** Start of Extracted material **

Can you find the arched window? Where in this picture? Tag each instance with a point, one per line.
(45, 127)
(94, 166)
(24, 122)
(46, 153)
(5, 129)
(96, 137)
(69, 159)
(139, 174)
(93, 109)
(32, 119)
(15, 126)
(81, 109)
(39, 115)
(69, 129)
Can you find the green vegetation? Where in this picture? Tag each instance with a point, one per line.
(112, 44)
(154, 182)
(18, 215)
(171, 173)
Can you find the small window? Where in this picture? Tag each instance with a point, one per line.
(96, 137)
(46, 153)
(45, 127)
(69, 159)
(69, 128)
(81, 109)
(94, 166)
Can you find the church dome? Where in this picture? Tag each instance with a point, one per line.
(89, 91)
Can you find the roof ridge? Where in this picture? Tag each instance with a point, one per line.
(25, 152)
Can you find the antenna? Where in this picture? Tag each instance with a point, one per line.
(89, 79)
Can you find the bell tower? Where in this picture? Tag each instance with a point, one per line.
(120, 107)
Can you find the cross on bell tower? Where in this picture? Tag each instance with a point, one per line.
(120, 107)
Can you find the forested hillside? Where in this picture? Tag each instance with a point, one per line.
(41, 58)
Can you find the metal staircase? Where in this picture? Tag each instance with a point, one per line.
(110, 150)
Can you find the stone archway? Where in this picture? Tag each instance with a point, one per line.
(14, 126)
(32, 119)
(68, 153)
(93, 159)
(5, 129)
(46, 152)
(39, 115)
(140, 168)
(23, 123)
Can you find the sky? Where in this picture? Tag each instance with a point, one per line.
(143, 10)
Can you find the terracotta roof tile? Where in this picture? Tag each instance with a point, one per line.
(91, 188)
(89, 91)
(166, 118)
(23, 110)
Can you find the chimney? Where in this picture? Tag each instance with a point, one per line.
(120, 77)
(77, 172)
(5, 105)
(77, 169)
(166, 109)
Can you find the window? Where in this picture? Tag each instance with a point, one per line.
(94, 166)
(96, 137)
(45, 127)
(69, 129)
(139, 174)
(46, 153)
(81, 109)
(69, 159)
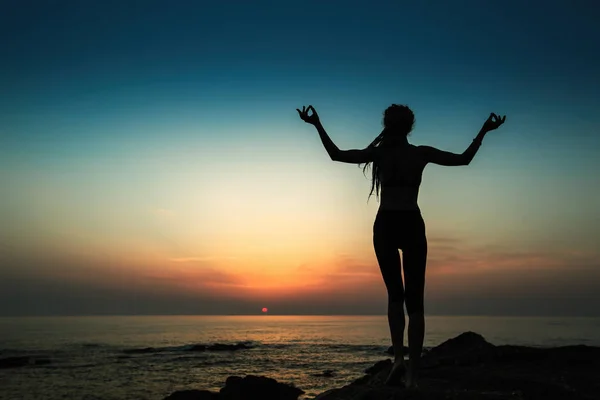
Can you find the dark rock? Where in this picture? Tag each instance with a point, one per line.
(466, 349)
(228, 347)
(378, 366)
(390, 350)
(253, 387)
(193, 395)
(140, 351)
(466, 367)
(326, 374)
(197, 347)
(22, 361)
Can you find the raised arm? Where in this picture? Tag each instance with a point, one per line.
(440, 157)
(347, 156)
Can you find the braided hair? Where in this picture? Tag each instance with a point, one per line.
(398, 122)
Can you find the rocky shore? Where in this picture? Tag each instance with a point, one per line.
(466, 367)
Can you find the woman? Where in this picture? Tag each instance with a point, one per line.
(397, 168)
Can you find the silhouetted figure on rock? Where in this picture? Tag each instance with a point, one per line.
(397, 169)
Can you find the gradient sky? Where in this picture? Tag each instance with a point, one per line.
(152, 161)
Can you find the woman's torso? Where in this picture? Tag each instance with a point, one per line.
(400, 173)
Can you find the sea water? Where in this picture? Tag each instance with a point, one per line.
(91, 357)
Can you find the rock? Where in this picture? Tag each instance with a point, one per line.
(466, 349)
(197, 347)
(228, 347)
(22, 361)
(466, 367)
(326, 374)
(193, 395)
(140, 351)
(390, 350)
(253, 387)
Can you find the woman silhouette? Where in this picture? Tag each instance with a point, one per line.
(397, 168)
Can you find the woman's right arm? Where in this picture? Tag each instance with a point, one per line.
(440, 157)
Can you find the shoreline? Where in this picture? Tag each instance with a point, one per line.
(463, 367)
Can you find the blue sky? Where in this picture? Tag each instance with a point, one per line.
(187, 109)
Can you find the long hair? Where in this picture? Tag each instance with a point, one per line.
(398, 121)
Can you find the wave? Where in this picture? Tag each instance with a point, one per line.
(193, 348)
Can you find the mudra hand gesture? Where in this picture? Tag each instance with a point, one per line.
(309, 119)
(493, 122)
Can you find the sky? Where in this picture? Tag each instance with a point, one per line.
(152, 160)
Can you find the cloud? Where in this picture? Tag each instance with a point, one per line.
(200, 259)
(163, 212)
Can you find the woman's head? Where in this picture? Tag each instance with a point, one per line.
(398, 119)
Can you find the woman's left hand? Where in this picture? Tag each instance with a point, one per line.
(309, 119)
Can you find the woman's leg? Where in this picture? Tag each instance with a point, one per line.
(415, 259)
(388, 258)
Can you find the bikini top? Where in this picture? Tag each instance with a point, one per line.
(401, 167)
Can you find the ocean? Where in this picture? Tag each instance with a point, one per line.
(149, 357)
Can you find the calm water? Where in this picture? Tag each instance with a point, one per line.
(89, 359)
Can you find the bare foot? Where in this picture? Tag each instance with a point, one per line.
(410, 381)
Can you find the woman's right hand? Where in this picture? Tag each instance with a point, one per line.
(493, 122)
(309, 119)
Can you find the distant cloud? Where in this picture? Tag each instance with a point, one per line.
(200, 259)
(163, 212)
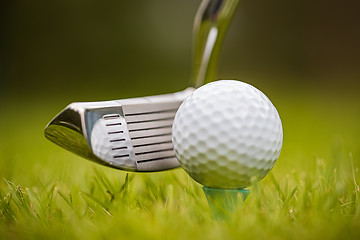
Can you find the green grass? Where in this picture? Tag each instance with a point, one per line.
(312, 193)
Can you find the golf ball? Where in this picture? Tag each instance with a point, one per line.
(227, 134)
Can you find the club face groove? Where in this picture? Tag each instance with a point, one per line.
(130, 134)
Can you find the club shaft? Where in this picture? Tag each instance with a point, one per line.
(210, 26)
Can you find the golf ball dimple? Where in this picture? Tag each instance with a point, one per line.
(226, 134)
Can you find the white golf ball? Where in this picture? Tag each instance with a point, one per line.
(226, 133)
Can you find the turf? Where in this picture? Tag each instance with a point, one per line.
(312, 193)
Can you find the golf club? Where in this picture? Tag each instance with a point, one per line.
(135, 134)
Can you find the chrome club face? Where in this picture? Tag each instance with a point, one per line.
(129, 134)
(135, 134)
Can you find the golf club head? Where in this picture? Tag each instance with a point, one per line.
(130, 134)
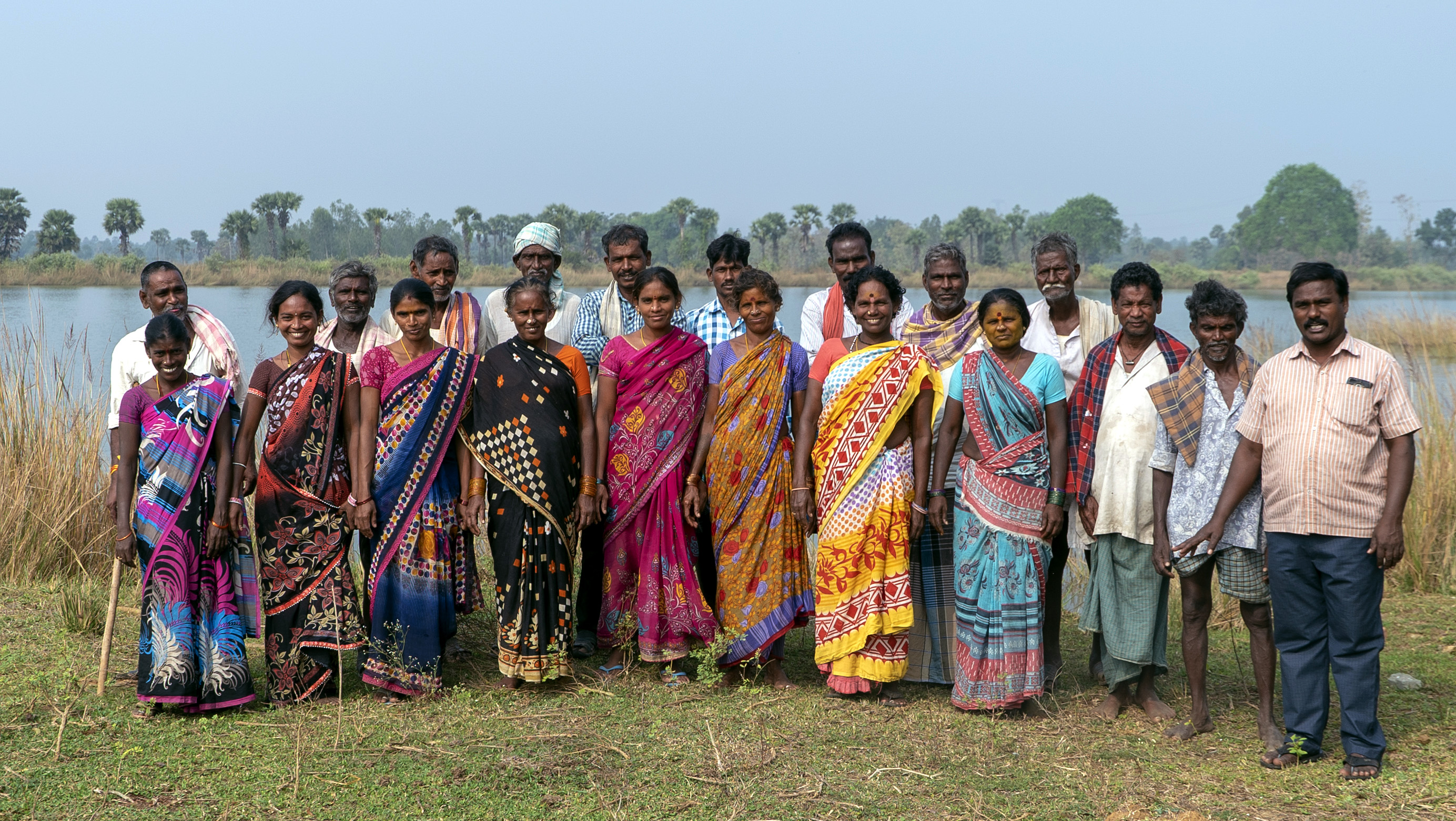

** End of Extracted material **

Prompt:
Which lines in the data above contain the string "golf"? Pick out and copy each of them, treating uppercase and lowercase letters as distinct.

Answer to the exercise:
Can you find the golf ball? Where in this picture? Tag each instance with a point, one per line.
Can you find the golf ball dimple? Where in this picture? Tag each instance with a point, one per line.
Can you find the white golf ball? Where in this picture? Tag each instance with a point, one per line.
Can you find the golf club? Where in this picture? Tag each instance with a point, one per line.
Can you find the golf club head? Where in this picture? Tag each instance with a point, one per line.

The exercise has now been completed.